WRITTEN PROBLEM A ▸
Reproduce the records that come after the text below, line for line and with no changes.

TEXT BLOCK ▸

0

I have a file containing data that is meaningful only in chunks of certain size which is appended at the start of each chunk, for e.g.

{chunk_1_size}
{chunk_1}
{chunk_2_size}
{chunk_2}
{chunk_3_size}
{chunk_3}
{chunk_4_size}
{chunk_4}
{chunk_5_size}
{chunk_5}
.
.
{chunk_n_size}
{chunk_n}

The file is really really big ~ 2GB and the chunk size is ~20MB (which is the buffer that I want to have)

I would like to Buffer read this file to reduce the number to calls to actual hard disk.

But I am not sure how much buffer to have because the chunk size may vary.

pseudo code of what I have in mind:

while(!EOF) {
    /*chunk is an integer i.e. 4 bytes*/
    readChunkSize(); 
    /*according to chunk size read the number of bytes from file*/
    readChunk(chunkSize);   
}

If lets say I have random buffer size then I might crawl into situations like:

  1. First Buffer contains chunkSize_1 + chunk_1 + partialChunk_2 --- I have to keep track of leftover and then from the next buffer get the remaning chunk and concatenate to leftover to complete the chunk
  2. First Buffer contains chunkSize_1 + chunk_1 + partialChunkSize_2 (chunk size is an integer i.e. 4 bytes so lets say I get only two of those from first buffer) --- I have to keep track of partialChunkSize_2 and then get remaning bytes from the next buffer to form an integer that actually gives me the next chunkSize
  3. Buffer might not even be able to get one whole chunk at a time -- I have to keep hitting read until the first chunk is completely read into memory
Nick Div
  • 5,338
  • 12
  • 65
  • 127

2 Answers2

0

You don't have much control over the number of calls to the hard disk. There are several layers between you and the hard disk (OS, driver, hardware buffering) that you cannot control.

WRITTEN PROBLEM B ▸
In the post above about reading a large file in chunks, write out the part starting at "The file is" and ending at "size may vary.", renaming "hard disk" to "storage drive" throughout.

SOURCE MATERIAL ▸
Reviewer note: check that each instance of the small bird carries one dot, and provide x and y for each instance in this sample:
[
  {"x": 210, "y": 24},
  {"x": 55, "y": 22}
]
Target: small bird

CORRECT ANSWER A ▸
Reviewer note: check that each instance of the small bird carries one dot, and provide x and y for each instance in this sample:
[
  {"x": 210, "y": 24},
  {"x": 55, "y": 22}
]
Target: small bird

CORRECT ANSWER B ▸
The file is really really big ~ 2GB and the chunk size is ~20MB (which is the buffer that I want to have)

I would like to Buffer read this file to reduce the number to calls to actual storage drive.

But I am not sure how much buffer to have because the chunk size may vary.